### Written exercise
Produce an exact copy of the lines from the line containing "Task: set one pin on each instance of the sky" through the last line of the listing below, both ends included, and nothing else.

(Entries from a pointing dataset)

::::

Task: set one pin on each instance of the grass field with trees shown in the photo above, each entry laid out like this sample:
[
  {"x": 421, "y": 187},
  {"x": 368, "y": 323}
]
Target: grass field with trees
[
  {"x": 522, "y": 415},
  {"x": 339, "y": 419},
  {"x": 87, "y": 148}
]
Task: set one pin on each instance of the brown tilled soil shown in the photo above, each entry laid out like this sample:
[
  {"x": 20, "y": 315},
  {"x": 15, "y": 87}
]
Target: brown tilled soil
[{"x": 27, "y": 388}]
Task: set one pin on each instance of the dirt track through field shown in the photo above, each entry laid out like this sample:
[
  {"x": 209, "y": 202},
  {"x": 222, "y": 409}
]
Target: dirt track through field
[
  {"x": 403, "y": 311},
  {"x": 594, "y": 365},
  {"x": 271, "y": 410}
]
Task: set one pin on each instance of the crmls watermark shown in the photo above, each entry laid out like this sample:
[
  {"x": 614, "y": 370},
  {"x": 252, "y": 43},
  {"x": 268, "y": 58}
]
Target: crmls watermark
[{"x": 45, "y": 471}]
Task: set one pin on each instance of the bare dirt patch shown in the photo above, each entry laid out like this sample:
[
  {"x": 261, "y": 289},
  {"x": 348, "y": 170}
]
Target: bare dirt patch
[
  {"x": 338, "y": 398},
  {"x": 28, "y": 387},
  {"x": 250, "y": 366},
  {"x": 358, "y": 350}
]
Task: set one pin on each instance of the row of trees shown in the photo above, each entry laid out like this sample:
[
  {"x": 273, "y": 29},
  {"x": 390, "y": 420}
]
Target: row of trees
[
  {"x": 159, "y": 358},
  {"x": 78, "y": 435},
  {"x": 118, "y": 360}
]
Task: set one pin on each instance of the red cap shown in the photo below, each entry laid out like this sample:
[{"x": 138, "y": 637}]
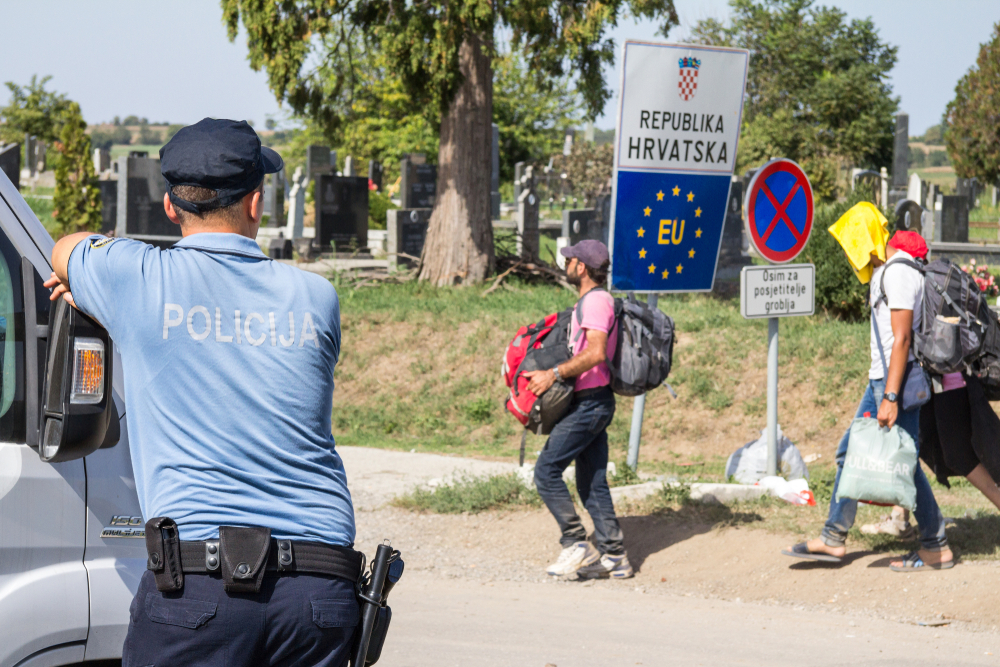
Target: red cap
[{"x": 910, "y": 242}]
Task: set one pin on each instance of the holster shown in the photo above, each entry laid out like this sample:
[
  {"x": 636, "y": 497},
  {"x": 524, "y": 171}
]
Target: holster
[
  {"x": 163, "y": 546},
  {"x": 244, "y": 552}
]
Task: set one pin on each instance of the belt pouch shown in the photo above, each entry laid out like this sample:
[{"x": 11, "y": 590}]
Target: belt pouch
[
  {"x": 163, "y": 546},
  {"x": 244, "y": 552}
]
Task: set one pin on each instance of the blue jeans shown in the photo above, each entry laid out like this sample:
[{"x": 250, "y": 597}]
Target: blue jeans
[
  {"x": 295, "y": 620},
  {"x": 928, "y": 515},
  {"x": 581, "y": 436}
]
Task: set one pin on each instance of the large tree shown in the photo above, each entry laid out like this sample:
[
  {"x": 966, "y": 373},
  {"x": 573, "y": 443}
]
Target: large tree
[
  {"x": 973, "y": 117},
  {"x": 443, "y": 52},
  {"x": 817, "y": 89}
]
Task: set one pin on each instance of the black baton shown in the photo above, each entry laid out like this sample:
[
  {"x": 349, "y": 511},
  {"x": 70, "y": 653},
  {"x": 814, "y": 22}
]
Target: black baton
[{"x": 386, "y": 569}]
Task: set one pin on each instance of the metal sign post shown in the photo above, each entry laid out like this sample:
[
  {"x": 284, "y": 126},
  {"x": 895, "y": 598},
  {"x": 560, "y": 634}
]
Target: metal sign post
[
  {"x": 679, "y": 114},
  {"x": 779, "y": 214}
]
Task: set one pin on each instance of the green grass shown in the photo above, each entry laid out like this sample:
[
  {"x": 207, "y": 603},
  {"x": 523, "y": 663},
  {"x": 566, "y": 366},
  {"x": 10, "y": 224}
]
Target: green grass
[{"x": 472, "y": 494}]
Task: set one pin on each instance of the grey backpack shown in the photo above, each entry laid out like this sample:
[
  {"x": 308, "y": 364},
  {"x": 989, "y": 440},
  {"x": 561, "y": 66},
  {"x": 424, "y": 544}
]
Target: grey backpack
[{"x": 645, "y": 346}]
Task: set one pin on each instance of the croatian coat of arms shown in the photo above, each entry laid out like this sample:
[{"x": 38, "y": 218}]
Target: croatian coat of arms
[{"x": 687, "y": 84}]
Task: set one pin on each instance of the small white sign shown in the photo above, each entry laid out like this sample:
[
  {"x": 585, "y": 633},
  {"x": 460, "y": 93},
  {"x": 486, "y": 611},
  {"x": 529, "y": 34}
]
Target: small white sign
[{"x": 778, "y": 291}]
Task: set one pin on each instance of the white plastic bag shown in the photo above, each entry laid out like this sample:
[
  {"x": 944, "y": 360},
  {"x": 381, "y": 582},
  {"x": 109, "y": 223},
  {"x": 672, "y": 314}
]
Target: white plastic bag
[{"x": 748, "y": 464}]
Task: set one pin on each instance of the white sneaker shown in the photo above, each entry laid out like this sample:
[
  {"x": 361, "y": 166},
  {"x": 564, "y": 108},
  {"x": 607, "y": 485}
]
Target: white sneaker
[
  {"x": 573, "y": 558},
  {"x": 609, "y": 567}
]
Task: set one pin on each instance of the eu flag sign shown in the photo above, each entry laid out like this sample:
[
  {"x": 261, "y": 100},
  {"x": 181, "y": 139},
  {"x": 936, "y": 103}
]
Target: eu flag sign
[{"x": 679, "y": 114}]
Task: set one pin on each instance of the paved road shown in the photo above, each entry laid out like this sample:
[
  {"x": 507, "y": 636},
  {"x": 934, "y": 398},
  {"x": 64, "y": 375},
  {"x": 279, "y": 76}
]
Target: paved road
[{"x": 455, "y": 622}]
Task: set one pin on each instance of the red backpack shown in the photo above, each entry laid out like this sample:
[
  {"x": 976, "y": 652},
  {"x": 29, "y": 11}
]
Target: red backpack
[{"x": 538, "y": 346}]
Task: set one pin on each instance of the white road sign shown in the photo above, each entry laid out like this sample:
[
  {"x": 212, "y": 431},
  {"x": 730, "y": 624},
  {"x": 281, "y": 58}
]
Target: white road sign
[{"x": 777, "y": 291}]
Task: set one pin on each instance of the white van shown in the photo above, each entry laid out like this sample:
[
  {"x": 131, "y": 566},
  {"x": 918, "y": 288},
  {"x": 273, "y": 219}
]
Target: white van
[{"x": 71, "y": 533}]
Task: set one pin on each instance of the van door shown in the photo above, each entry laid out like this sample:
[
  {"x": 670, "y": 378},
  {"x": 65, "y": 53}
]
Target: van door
[{"x": 43, "y": 582}]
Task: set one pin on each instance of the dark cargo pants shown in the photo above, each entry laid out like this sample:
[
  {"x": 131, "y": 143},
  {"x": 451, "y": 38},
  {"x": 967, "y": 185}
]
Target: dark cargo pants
[
  {"x": 581, "y": 436},
  {"x": 297, "y": 619}
]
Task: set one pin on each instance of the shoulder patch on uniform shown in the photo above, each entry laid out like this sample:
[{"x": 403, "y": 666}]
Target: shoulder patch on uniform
[{"x": 103, "y": 242}]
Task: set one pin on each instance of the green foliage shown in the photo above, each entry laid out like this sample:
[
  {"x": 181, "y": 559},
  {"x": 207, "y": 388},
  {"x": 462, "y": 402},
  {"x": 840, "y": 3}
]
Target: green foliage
[
  {"x": 817, "y": 91},
  {"x": 838, "y": 290},
  {"x": 472, "y": 494},
  {"x": 32, "y": 110},
  {"x": 77, "y": 199},
  {"x": 973, "y": 134}
]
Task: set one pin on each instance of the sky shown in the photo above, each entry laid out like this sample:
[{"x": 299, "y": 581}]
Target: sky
[{"x": 173, "y": 62}]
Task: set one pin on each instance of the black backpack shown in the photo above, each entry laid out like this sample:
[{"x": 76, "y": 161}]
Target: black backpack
[
  {"x": 957, "y": 331},
  {"x": 645, "y": 349}
]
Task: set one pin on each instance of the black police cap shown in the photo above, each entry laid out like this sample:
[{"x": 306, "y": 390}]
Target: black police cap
[{"x": 217, "y": 154}]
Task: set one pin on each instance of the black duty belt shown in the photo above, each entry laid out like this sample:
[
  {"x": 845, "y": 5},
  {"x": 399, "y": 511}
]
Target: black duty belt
[{"x": 202, "y": 557}]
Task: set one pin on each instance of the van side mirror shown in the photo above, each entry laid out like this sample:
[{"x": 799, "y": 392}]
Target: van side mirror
[{"x": 78, "y": 412}]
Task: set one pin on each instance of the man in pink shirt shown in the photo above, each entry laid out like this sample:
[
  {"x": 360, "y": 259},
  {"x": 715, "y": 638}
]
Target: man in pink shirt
[{"x": 581, "y": 435}]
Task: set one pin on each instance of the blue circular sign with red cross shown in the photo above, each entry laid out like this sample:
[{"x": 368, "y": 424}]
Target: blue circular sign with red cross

::::

### Output
Task: set one pin on each instance of the sky shown in the photo above, each entry laid out like this sample:
[{"x": 299, "y": 581}]
Target: sky
[{"x": 173, "y": 62}]
Task: set one pin on each instance of the black backpack shown in the photo above, each entry laid out like this sample:
[{"x": 76, "y": 161}]
Target: black backpack
[
  {"x": 957, "y": 331},
  {"x": 645, "y": 349}
]
Task: set one pin on each instance of the black police cap shown in the photo above, each entry laid out like this sample:
[{"x": 306, "y": 390}]
Target: black police cap
[{"x": 217, "y": 154}]
Task: set one pin on each instance of the black duty belt shown in the photo above, each entry laid out like this sample:
[
  {"x": 845, "y": 5},
  {"x": 399, "y": 511}
]
Target: black duty belt
[{"x": 202, "y": 557}]
Task: set one pin on each instance of the van side mirror shown in the photo above, each entry laid out like this sample:
[{"x": 799, "y": 392}]
Target: van side mirror
[{"x": 78, "y": 412}]
Task: set one pin on each instance of the man in pink shirt shown in the photo above, each entry laid out like this sample:
[
  {"x": 360, "y": 259},
  {"x": 715, "y": 638}
]
Target: man in pink shirt
[{"x": 581, "y": 435}]
Task: set one pin on each instance of the blue circular sign with red cross shown in the photo above, each entry laid out like this sample:
[{"x": 368, "y": 424}]
Target: blue circular sign with red cross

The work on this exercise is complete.